→ Text section
******************************

Day By Day

Friday, April 28, 2006

The Generals' Complaints -- A Context

British military historian, Max Hastings, makes some excellent points regarding the much ballyhooed Generals' attacks on SecDef Rumsfeld.

The first point is to note that kind of criticism has emerged in every modern conflict:

[R]etired soldiers have always been outspoken about the alleged blunders of successor warlords, uniformed and otherwise. During Britain's colonial conflicts and in both world wars, through Korea and Vietnam, hoary old American and British warriors wrote frequently to newspapers, deploring this decision or that, exploiting their credentials to criticize governments and commanders.

During the Iraq campaigns of 1991 and 2003, I heard British chiefs of staff express their fervent desire for veterans to get themselves off television screens. We may assume that, as chairman of the U.S. Joint Chiefs of Staff today, Gen. Peter Pace feels the same way.

Indeed, but Hastings larger point, one that I have noted in other posts, is far more important:

The great progressive change since 1945 is that the conduct of limited wars has become intensely political. The interventions of civilian leaders are ever more detailed and explicit in matters that were once deemed military turf. Gen. Douglas MacArthur was sacked in Korea in 1951 for conduct no more imperious than his World War II norm in the Pacific. The general failed to understand that the principle on which he had always justified his own mandate -- when wars start, politicians must leave soldiers to run them -- was a dead letter in the nuclear age.

Yet how far should the process go of political engagement in military operations? This issue lies at the heart of the tensions between senior U.S. soldiers and Rumsfeld, and it will persist through all wars.

******************************

→ Given data
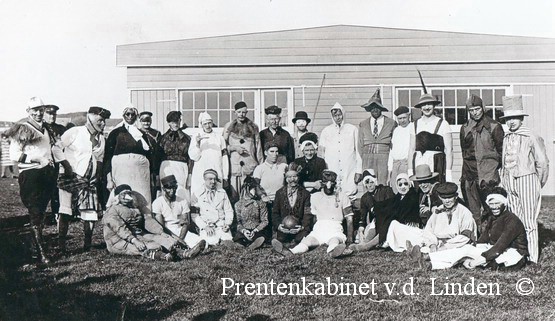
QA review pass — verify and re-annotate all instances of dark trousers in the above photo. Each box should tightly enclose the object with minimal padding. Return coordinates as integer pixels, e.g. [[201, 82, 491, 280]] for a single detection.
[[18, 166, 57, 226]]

******************************

→ Written tasks
1. Decide whether each statement agrees with the generals' complaints post, answering yes or no and quoting the text's deciding words: (a) Criticism from retired soldiers is described as new to the Iraq campaigns. (b) Gen. Douglas MacArthur was sacked in Korea in 1951. (c) Gen. Peter Pace is named as chairman of the U.S. Joint Chiefs of Staff.
2. Update the part of the generals' complaints post that opens with the words containing "The Generals' Complaints" and closes with "on SecDef Rumsfeld.", replacing "ballyhooed" with "publicized".

→ The solutions
1.
(a) No: "[R]etired soldiers have always been outspoken about the alleged blunders of successor warlords, uniformed and otherwise."
(b) Yes: "Gen. Douglas MacArthur was sacked in Korea in 1951"
(c) Yes: "as chairman of the U.S. Joint Chiefs of Staff today, Gen. Peter Pace feels the same way."

2.
The Generals' Complaints -- A Context

British military historian, Max Hastings, makes some excellent points regarding the much publicized Generals' attacks on SecDef Rumsfeld.